TO DO:
**A)** Reproduce the stretch of the chemical storage text that starts with the words "Store Chemicals by" and ends with "like metal hydrides.".
**B)** According to the chemical storage text, which acids must oxidizing acids be stored away from?
**C)** Summarize the chemical storage text in two sentences.

TEXT UNDER STUDY:
+++++
Store Chemicals by Compatibility
Improper storage causes fires, explosions, and toxic gas releases. The core rule is to separate chemicals by compatibility group, not alphabetically. Chemicals that react dangerously with each other must never share shelf space. The major groups that require separation are flammable liquids, compressed gases, volatile poisons, acids, liquid bases, liquid oxidizers, non-volatile liquid poisons, and air- or water-reactive materials like metal hydrides.
Acids deserve special attention because they’re involved in some of the most dangerous storage mistakes. Oxidizing acids (sulfuric, nitric, chromic, perchloric) must be stored away from organic acids (acetic, formic, propionic). Oxidizing acids are highly reactive with most substances and should be double-contained, meaning the primary bottle sits inside a non-corrosive tray or tub. Perchloric acid is particularly hazardous and must be carefully isolated from alcohol, paper, wood, oil, ether, grease, and especially acetic acid.
Acids should also be kept away from cyanide salts and metal sulfides, which release poisonous gas on contact. As a general rule, store dry solids above liquids on shelves. If a liquid container breaks, you don’t want it dripping onto reactive powders below. This is especially critical when cyanide- or sulfide-containing solids are stored nearby, since even water spilling onto them can produce toxic gas.
+++++
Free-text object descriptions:

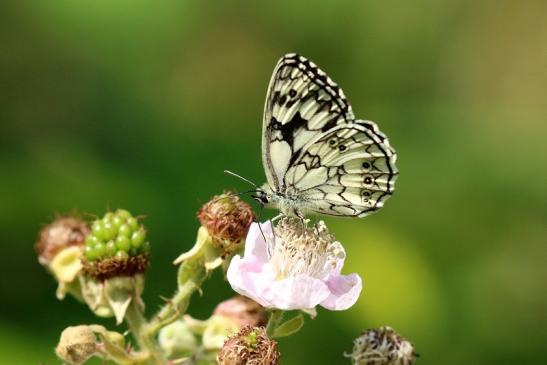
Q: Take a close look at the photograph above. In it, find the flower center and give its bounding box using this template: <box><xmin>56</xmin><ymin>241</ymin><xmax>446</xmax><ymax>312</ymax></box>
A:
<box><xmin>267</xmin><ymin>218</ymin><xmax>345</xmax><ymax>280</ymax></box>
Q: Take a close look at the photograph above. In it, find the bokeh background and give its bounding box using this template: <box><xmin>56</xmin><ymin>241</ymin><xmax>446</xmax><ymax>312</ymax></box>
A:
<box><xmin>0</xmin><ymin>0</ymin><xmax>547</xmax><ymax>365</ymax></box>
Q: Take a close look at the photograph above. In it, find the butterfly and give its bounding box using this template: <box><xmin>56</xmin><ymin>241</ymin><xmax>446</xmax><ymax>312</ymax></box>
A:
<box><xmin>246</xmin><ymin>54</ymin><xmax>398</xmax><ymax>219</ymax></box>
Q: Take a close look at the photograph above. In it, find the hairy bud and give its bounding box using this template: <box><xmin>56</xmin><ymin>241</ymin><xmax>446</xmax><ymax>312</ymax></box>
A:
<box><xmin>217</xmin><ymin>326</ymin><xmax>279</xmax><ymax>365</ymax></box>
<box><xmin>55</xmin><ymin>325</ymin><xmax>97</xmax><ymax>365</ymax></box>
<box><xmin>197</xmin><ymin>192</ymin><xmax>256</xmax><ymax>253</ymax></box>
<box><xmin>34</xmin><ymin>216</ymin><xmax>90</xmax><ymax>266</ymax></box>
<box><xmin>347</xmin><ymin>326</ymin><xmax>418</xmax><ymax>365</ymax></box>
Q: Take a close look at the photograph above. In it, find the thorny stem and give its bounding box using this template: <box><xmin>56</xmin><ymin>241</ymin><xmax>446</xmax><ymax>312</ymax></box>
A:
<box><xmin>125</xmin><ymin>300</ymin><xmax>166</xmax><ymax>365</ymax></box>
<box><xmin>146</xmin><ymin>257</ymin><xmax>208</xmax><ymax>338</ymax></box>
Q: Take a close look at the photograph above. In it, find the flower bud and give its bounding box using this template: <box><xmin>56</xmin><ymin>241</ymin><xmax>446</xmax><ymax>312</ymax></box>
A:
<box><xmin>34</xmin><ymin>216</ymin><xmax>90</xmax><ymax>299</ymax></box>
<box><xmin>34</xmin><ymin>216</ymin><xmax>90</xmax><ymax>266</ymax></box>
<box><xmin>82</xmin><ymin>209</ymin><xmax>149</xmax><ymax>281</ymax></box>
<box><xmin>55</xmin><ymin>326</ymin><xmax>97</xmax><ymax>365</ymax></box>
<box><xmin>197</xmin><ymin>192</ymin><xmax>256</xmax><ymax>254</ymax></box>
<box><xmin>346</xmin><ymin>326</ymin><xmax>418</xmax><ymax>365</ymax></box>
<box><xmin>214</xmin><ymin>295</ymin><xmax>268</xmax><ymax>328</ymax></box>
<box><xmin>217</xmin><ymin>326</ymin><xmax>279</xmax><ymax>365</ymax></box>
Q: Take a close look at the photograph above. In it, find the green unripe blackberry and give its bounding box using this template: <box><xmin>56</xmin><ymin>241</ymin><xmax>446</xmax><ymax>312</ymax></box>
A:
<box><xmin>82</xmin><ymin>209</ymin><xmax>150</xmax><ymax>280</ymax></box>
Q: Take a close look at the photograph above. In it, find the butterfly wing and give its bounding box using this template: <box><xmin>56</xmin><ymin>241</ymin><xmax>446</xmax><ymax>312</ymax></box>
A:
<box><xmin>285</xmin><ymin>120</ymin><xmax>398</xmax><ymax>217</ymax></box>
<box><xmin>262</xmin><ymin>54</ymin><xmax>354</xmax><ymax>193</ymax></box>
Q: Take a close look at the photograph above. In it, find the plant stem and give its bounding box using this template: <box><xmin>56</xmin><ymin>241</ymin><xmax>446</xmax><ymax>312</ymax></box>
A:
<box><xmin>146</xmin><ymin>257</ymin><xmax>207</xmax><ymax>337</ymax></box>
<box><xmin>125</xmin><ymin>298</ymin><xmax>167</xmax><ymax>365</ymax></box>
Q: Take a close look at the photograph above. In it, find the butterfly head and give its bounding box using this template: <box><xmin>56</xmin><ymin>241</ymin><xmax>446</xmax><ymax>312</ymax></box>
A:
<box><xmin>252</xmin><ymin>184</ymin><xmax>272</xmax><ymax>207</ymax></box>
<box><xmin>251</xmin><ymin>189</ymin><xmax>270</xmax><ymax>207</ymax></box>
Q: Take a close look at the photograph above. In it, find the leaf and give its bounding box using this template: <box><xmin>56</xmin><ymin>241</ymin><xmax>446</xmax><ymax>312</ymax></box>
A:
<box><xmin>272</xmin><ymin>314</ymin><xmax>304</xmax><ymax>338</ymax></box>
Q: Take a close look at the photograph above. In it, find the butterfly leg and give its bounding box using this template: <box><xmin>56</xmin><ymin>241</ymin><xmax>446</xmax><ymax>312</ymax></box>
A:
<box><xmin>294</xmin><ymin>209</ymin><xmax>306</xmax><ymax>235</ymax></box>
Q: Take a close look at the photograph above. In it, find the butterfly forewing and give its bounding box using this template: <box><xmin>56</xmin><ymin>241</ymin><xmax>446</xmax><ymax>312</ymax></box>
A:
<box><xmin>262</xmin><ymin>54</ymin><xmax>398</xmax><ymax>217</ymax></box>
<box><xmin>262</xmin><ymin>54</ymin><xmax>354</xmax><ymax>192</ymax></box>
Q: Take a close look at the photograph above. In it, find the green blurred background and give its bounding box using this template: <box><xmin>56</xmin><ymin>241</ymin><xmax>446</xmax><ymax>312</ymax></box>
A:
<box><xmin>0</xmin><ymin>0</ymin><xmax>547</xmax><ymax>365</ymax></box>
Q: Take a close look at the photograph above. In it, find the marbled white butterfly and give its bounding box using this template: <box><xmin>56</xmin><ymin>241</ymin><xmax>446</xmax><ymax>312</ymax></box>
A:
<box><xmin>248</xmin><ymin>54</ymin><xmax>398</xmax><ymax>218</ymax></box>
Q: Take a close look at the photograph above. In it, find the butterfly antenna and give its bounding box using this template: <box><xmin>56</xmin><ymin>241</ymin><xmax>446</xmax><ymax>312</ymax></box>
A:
+++++
WRITTEN ANSWERS:
**A)**
Store Chemicals by Compatibility
Improper storage causes fires, explosions, and toxic gas releases. The core rule is to separate chemicals by compatibility group, not alphabetically. Chemicals that react dangerously with each other must never share shelf space. The major groups that require separation are flammable liquids, compressed gases, volatile poisons, acids, liquid bases, liquid oxidizers, non-volatile liquid poisons, and air- or water-reactive materials like metal hydrides.

**B)** Organic acids, such as acetic, formic, and propionic acid.

**C)** Chemicals should be stored by compatibility group rather than alphabetically, so that substances that react dangerously never share shelf space. Acids need particular care: oxidizing acids must be kept from organic acids and double-contained, all acids must be kept from cyanide salts and metal sulfides, and dry solids should sit above liquids so spills cannot drip onto reactive powders.